* Task requirements:
a: In the uranium mining text, who leads the review of First American Uranium's revised plan of operations for the Red Basin project?
b: Pick up the uranium mining text after its last sentence and continue it.

* Supplied text:
----

10/20/23

Another Canadian uranium miner exploiting 1872 mining law in New Mexico

Using enriched uranium mined in New Mexico four Los Alamos scientists armed the bombs that were dropped on Hiroshima and Nagasaki and killed over 200,000 children, women and men.

Beginning in 1958 Homestake Mining Company gouged uranium from New Mexico leaving piles of waste rock laden with selenium causing cancers and thyroid disease in its wake. In 1979 an earthen dam collapsed releasing 1,100 tons of uranium waste and 94 million gallons of radioactive and highly acidic water onto Navajo tribal lands

Because the Trump Organization despises Native Americans uranium mining was fast-tracked in and around Indian Country where tribes already suffer from diseases and birth defects wrought by radioactive contamination.
First American Uranium, of Vancouver, Canada, has redrafted and updated a project plan for the Red Basin Uranium/Vanadium Project in Catron County. Jenna Padilla, Forest Geologist of the Cibola National Forest, is the project lead for First American Uranium’s Red Basin revised plan of operations. Padilla said the Cibola National Forest will consult Indian Tribes, interested parties, and the general public on issues and concerns throughout the proposal and application review process. Interested parties may receive notifications through direct letters, emails, social media, public meetings or press releases.[Canadian mine company submits uranium project plan near Datil]
In July Canada-based Anfield Energy bought enCore Energy’s Marquez-Juan Tafoya uranium project in New Mexico. Texas-based enCore has uranium claims or operations in Wyoming, Utah, Arizona, New Mexico, Colorado, Texas, and South Dakota.

----

Referring expression data:
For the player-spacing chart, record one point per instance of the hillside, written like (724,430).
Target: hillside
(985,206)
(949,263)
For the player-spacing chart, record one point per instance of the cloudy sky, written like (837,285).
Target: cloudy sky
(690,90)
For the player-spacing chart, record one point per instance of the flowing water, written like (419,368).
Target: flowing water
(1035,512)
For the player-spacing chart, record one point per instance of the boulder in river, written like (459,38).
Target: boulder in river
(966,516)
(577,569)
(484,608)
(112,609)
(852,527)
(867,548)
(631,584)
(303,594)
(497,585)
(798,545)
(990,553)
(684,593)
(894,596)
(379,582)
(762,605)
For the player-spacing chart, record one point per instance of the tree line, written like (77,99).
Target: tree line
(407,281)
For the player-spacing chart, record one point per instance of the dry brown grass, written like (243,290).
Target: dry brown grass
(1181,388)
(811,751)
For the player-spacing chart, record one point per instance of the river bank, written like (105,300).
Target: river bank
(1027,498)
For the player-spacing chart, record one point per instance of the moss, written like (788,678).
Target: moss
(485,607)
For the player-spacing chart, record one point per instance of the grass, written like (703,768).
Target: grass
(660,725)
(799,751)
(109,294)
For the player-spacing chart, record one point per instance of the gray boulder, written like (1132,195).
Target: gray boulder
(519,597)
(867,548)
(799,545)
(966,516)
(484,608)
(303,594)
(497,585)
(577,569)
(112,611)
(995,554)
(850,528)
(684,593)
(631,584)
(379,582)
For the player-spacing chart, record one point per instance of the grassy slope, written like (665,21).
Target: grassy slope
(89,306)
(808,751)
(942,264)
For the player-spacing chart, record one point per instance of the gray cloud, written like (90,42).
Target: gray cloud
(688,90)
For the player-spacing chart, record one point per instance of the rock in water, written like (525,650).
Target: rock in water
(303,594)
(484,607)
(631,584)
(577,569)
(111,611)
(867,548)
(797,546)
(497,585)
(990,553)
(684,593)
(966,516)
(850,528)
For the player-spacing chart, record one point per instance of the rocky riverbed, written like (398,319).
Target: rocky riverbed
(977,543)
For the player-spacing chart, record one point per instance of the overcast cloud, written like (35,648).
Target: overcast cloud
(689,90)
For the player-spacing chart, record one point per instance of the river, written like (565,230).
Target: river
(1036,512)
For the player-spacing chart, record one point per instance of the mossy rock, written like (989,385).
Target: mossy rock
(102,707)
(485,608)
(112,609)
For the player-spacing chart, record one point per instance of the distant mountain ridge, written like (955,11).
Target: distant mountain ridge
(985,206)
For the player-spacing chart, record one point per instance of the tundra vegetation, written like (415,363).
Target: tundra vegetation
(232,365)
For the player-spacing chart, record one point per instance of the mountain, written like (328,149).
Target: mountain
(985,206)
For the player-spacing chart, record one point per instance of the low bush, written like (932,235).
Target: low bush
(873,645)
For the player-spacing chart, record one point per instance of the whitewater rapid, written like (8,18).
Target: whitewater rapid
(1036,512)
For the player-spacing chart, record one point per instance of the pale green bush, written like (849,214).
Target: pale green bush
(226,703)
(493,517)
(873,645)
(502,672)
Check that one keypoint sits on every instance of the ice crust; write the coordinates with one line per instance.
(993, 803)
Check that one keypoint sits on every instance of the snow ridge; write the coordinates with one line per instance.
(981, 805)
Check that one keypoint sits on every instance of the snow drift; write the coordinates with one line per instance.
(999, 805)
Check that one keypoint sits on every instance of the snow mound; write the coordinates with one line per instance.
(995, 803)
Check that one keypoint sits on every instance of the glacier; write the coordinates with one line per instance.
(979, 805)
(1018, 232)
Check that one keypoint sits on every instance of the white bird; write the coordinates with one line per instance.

----

* Answers given:
a: Jenna Padilla, Forest Geologist of the Cibola National Forest.

b:
New Mexico’s Democratic delegation is moving an amendment through Congress to the 1990 Radiation Exposure Compensation Act intending to offset decades of hardships suffered by people downwind of the atomic bomb tests in the 1940s. The Tularosa Basin Downwinders Consortium has scheduled their 11th annual protest at the Trinity site.

Reform of the Mining Law of 1872 that enables foreign miners to gouge minerals from lands managed by the National Forest System and Bureau of Land Management has been prioritized by the Biden/Harris Administration.